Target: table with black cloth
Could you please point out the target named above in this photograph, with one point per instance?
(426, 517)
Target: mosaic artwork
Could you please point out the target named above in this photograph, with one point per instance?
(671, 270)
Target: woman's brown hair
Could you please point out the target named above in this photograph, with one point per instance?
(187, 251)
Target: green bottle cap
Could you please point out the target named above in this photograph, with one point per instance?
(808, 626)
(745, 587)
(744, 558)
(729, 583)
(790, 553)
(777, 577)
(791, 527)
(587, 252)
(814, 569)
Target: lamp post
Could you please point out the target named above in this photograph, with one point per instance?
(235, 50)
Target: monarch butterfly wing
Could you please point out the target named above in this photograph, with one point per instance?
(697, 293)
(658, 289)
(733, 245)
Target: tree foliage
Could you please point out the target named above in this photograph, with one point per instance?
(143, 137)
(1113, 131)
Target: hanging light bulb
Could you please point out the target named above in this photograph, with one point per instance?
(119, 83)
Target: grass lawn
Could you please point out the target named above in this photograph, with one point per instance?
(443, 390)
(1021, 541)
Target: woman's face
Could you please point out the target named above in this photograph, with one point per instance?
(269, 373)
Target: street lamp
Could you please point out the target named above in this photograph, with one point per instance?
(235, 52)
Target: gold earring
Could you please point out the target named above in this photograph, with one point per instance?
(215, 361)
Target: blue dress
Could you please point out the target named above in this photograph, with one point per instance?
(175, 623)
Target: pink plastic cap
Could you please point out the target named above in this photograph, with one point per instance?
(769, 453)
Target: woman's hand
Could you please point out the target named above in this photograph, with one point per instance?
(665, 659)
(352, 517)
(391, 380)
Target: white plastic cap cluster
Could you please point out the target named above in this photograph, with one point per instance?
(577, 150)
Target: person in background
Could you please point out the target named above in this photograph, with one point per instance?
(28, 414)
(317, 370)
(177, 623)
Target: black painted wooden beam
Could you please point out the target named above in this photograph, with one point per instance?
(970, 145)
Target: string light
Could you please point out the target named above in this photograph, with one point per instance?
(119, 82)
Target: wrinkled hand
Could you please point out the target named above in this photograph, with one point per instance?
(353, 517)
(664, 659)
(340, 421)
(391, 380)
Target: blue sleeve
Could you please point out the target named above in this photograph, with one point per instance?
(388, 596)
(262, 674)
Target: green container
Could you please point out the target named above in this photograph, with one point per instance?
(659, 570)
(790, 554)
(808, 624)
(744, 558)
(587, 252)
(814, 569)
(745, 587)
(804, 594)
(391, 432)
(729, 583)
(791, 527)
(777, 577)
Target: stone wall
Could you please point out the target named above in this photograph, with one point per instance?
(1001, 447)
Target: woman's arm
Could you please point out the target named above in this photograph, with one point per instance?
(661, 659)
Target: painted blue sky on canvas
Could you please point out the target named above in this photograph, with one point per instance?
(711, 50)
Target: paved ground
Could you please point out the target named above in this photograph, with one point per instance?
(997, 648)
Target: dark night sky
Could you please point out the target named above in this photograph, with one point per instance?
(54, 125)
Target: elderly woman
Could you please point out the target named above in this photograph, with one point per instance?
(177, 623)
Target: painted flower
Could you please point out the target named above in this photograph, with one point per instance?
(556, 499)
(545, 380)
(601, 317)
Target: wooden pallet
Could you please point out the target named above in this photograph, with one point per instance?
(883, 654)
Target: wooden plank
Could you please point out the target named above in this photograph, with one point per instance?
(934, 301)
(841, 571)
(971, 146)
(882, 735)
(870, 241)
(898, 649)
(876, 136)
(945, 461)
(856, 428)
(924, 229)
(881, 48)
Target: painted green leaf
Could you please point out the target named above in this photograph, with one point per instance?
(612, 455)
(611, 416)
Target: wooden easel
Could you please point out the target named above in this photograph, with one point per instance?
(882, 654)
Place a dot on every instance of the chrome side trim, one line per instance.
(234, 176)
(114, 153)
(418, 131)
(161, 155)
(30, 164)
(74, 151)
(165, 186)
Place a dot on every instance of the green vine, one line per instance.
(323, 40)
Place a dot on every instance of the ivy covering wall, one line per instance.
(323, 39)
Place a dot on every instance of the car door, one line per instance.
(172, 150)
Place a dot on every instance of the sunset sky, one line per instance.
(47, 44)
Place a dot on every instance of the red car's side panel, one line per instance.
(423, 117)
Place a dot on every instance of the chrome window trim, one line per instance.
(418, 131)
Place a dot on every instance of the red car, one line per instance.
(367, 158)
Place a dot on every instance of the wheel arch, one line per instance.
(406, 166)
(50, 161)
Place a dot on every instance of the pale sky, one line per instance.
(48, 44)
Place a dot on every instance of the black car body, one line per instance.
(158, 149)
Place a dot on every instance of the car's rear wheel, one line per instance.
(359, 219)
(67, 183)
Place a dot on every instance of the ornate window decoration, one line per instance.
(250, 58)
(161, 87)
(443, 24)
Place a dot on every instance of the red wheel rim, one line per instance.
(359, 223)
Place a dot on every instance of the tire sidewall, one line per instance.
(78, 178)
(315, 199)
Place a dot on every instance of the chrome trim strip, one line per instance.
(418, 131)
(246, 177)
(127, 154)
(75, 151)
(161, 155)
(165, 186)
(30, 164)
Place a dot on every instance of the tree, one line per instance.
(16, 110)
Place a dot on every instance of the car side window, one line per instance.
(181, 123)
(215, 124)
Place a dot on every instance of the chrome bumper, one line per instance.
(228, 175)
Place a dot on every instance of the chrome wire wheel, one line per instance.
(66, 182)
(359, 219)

Task:
All the material above is to be retyped exactly as it appears.

Answer:
Target: table with black cloth
Could you please point out the target named above in this photograph, with one point per instance?
(426, 517)
Target: mosaic artwork
Could you please point out the target named above in this photograph, with one point per instance?
(671, 270)
Target: woman's brown hair
Could you please point out the target named above in this photograph, with one point per instance?
(187, 251)
Target: green bottle cap
Could you please point out the target named above in this photograph, with one point per instance?
(808, 626)
(745, 587)
(744, 558)
(729, 583)
(790, 553)
(777, 577)
(791, 527)
(587, 252)
(814, 569)
Target: lamp post
Could you please point out the target named above in this photograph, with one point per instance?
(235, 50)
Target: monarch butterfly wing
Could you please point out the target named above in this photograph, with one point per instance?
(697, 293)
(658, 289)
(733, 245)
Target: tree foliage
Could you please point out the target named above in this photograph, with one point per instance?
(143, 137)
(1113, 131)
Target: hanging light bulb
Could you please point out the target named above in this photograph, with one point per instance?
(119, 83)
Target: grass lawn
Could you please point out the target named above in this photograph, with one point per instance?
(443, 390)
(1021, 541)
Target: woman's face
Could you please point out the target named above in this photograph, with one point per instance?
(269, 373)
Target: street lamp
Could you please point out the target named above in this photograph, with one point per instance?
(235, 52)
Target: gold earring
Could you please point out the target named above in this photograph, with one point per instance?
(215, 361)
Target: blue dress
Could you please point out the target named above in this photograph, with one point per instance?
(175, 623)
Target: pink plastic cap
Could you please point out the target named above in this photograph, with one point per instance?
(769, 453)
Target: woman's hand
Could you please point out the target named above in this photograph, with one point per instance?
(665, 659)
(352, 517)
(391, 380)
Target: white plastic cap cluster
Could you please point out the target named above in this photograph, with one point per instance?
(577, 150)
Target: person in background
Could you please point out the target named above in this photograph, with one point per instance?
(28, 414)
(317, 370)
(177, 623)
Target: black painted wooden beam
Could you please point out the target named above in this photograph, with one point per instance?
(970, 145)
Target: string light
Could you please point out the target named above in this photograph, with one point per instance?
(119, 82)
Target: wrinkled hand
Could you please point out the target named above in this photograph, with one point per instance?
(353, 517)
(664, 659)
(340, 421)
(391, 380)
Target: blue sleeve
Could you please point out the target named above in this photograph, with one point per instance?
(388, 596)
(262, 674)
Target: green container
Could you please point out the target named above in this photograph, with one point per instance?
(659, 570)
(790, 554)
(808, 624)
(744, 558)
(587, 252)
(814, 569)
(745, 587)
(804, 594)
(391, 432)
(729, 583)
(791, 527)
(777, 577)
Target: stone wall
Could you please point out the target named above in this photograph, with one point per instance?
(1001, 447)
Target: woman's arm
Could you please point out the target named above in this photograph, with one point per instance?
(661, 659)
Target: painted blue sky on canvas
Could you please point out the target named above in this photograph, with one point per instance?
(711, 50)
Target: paved ground
Could you please point out the target named above in this photograph, with one point per instance?
(997, 648)
Target: dark night sky
Could you please point out the target named above in this photograph, with one point per instance?
(54, 125)
Target: elderly woman
Could you please point out the target named above in this photograph, with one point per instance?
(177, 623)
Target: painted flower
Could you please point out the target named above in this photograph, with one point per instance?
(556, 499)
(545, 380)
(601, 317)
Target: wooden pallet
Could you please point out the target named above in this photograph, with one point per instance?
(883, 654)
Target: wooden plank
Could you please point out the target named above in this photograph, with one point per instance?
(934, 301)
(841, 571)
(971, 146)
(882, 735)
(870, 241)
(898, 649)
(876, 136)
(945, 461)
(856, 428)
(924, 229)
(881, 48)
Target: painted green leaf
Could you please point out the target named above in this photograph, with one point per instance?
(612, 455)
(611, 416)
Target: wooden easel
Could you please point out the target named above in this photograph, with one point per instance?
(882, 654)
Place a dot on every instance of the chrome side trim, one line per instance.
(234, 176)
(114, 153)
(418, 131)
(161, 155)
(30, 164)
(74, 151)
(165, 186)
Place a dot on every instance of the green vine, one line per instance.
(323, 40)
Place a dot on every instance of the ivy covering wall, one line per instance.
(323, 39)
Place a dot on every instance of the car door, one line per instance.
(172, 150)
Place a dot on every instance of the sunset sky, one line per instance.
(47, 44)
Place a dot on every instance of the red car's side panel, one line per instance.
(423, 117)
Place a dot on every instance of the chrome window trim, one line per instance.
(418, 131)
Place a dot on every instance of the red car, one line per instance.
(367, 158)
Place a dot on every instance of the wheel arch, one line per instance.
(406, 166)
(50, 161)
Place a dot on every instance of the pale sky, one line per instance.
(48, 44)
Place a dot on every instance of the black car body, one line per instance.
(158, 149)
Place a dot on every instance of the car's rear wheel, one line per instance.
(359, 219)
(67, 183)
Place a dot on every instance of the ornate window decoration, one line per instance.
(250, 58)
(161, 87)
(443, 24)
Place a dot on every instance of the red wheel rim, one line per instance.
(359, 223)
Place a dot on every instance of the tire sidewall, one line per instance.
(78, 178)
(315, 199)
Place a dot on every instance of the chrome trim strip, one line per instance.
(418, 131)
(246, 177)
(127, 154)
(75, 151)
(161, 155)
(165, 186)
(30, 164)
Place a dot on every instance of the tree, one line per instance.
(16, 110)
Place a dot on every instance of the car side window, one line per instance.
(181, 123)
(215, 124)
Place a dot on every instance of the chrome bumper, one line per instance.
(228, 175)
Place a dot on every instance of the chrome wire wheel, one line per instance.
(66, 182)
(359, 219)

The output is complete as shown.